Nueve de Julio festeja por estas horas el título de Daniel Cingolani en el TC 2000. Y un coterráneo del piloto, el periodista Guillermo Blanco, que siguió toda su campaña, pinta de esta manera al Muñeco, en exclusiva para los lectores de Líbero.

Por Guillermo Blanco (*)

Para Daniel Cingolani,
un deportista cabal.
Del respeto hizo un rosal
y sufrió más de una espina.
Lleva la estirpe genuina
de un pueblo que lo acompaña.
Desde chico se dio maña
para acelerar a fondo.
Por eso caló tan hondo
y logró más de una hazaña.

Fue un “Cacho” grande de Nueve de Julio el que ayudó a que ese berretín juvenil del karting de su hijo Daniel, con el tiempo, se transformara en algo más profundo. Antes de recibir con una injusta premura el irremediable banderazo final que la carrera de la vida le tiene asignado a cada uno junto al nombre y apellido, Juan Atilio Cingolani (h), aquel hombre que había pasado la mayor parte de su existencia levantando cajones de bebidas y cimentando a pulmón una empresa tan digna como respetada, pudo comprobar que dejaba un hijo con la suficiente fuerza como para seguir regando sus propias utopías.
▬▬▬▬▬▬▬▬▬▬
* _Tareas_:
A: Enumera todas las personas que el texto sobre Daniel Cingolani menciona con nombre y apellido.
B: Por favor, transcribe del texto sobre Daniel Cingolani el fragmento que empieza en las palabras "Nueve de Julio festeja" y termina después de "de una espina.".
Los registros son material independiente del texto.

* _Registros de señalamiento de objetos por nombre_:
▬▬▬▬▬▬▬▬▬▬
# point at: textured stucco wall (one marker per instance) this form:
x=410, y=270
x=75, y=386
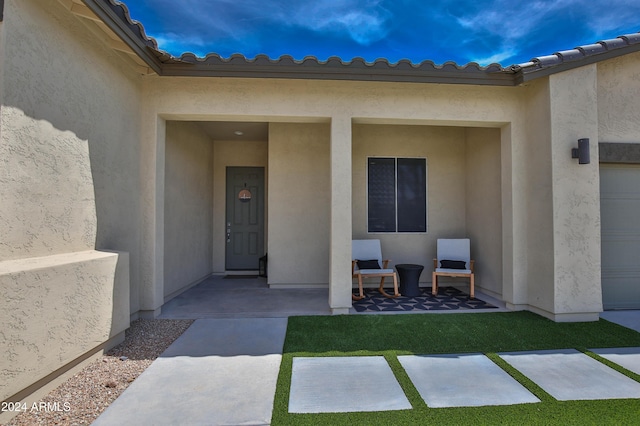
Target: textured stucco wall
x=484, y=206
x=576, y=195
x=230, y=154
x=84, y=101
x=56, y=308
x=68, y=184
x=619, y=99
x=299, y=207
x=538, y=260
x=188, y=206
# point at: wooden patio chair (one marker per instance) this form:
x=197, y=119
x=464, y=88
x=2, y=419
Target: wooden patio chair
x=454, y=260
x=367, y=262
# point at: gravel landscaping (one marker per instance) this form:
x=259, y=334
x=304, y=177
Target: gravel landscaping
x=82, y=398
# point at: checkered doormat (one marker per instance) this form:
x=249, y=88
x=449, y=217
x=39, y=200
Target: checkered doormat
x=448, y=299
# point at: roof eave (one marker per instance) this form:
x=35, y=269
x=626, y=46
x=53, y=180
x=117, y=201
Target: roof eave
x=320, y=72
x=524, y=74
x=106, y=11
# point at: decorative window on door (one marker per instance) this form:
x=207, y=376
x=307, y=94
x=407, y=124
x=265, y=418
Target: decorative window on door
x=397, y=194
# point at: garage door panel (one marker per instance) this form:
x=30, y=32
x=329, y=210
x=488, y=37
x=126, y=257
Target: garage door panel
x=620, y=227
x=621, y=293
x=622, y=251
x=621, y=215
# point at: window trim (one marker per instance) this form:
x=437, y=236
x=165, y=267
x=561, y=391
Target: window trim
x=426, y=184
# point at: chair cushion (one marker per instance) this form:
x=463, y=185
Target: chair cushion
x=453, y=264
x=376, y=271
x=453, y=271
x=368, y=264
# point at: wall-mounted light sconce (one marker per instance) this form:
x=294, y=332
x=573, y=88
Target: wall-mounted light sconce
x=582, y=151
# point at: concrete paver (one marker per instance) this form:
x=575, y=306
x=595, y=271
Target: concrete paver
x=567, y=374
x=344, y=384
x=628, y=358
x=466, y=380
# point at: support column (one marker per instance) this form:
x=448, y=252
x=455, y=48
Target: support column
x=152, y=188
x=341, y=217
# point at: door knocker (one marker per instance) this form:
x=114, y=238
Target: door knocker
x=244, y=194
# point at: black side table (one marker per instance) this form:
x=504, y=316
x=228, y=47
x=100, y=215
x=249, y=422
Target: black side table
x=409, y=275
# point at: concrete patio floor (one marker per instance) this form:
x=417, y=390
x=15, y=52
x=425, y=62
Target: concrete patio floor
x=225, y=366
x=220, y=297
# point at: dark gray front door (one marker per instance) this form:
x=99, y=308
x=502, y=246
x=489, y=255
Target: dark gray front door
x=245, y=218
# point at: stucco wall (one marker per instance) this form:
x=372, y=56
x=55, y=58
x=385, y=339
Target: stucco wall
x=233, y=154
x=299, y=206
x=576, y=195
x=484, y=206
x=618, y=91
x=188, y=206
x=538, y=260
x=68, y=184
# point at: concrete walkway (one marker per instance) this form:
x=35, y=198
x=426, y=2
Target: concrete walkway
x=219, y=372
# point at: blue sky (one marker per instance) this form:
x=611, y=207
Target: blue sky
x=483, y=31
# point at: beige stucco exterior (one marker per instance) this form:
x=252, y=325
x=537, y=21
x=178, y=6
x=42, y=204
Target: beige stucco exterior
x=113, y=195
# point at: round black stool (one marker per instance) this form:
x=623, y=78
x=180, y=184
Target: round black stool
x=409, y=275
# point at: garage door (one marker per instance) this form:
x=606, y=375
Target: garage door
x=620, y=220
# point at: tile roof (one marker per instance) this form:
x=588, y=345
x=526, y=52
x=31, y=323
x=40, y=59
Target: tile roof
x=117, y=17
x=579, y=56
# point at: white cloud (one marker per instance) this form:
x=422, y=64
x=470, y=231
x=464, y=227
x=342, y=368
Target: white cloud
x=364, y=21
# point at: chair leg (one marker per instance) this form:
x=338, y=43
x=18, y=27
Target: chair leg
x=434, y=284
x=361, y=292
x=395, y=288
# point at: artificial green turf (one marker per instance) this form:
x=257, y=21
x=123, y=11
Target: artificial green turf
x=488, y=333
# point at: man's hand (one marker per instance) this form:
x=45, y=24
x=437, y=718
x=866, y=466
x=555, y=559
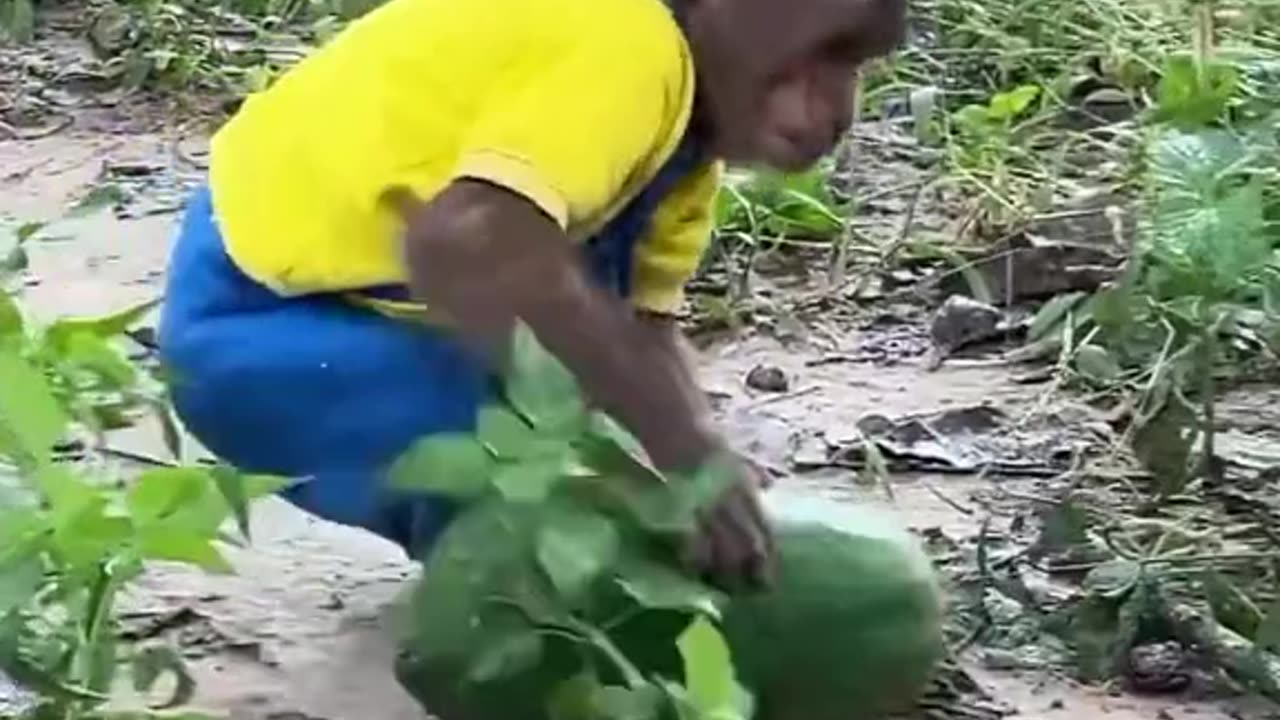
▬▬▬▬▬▬▬▬▬▬
* _Respuestas por tarea_:
A: Daniel Cingolani; Guillermo Blanco; Juan Atilio Cingolani (h).

B:
Nueve de Julio festeja por estas horas el título de Daniel Cingolani en el TC 2000. Y un coterráneo del piloto, el periodista Guillermo Blanco, que siguió toda su campaña, pinta de esta manera al Muñeco, en exclusiva para los lectores de Líbero.

Por Guillermo Blanco (*)

Para Daniel Cingolani,
un deportista cabal.
Del respeto hizo un rosal
y sufrió más de una espina.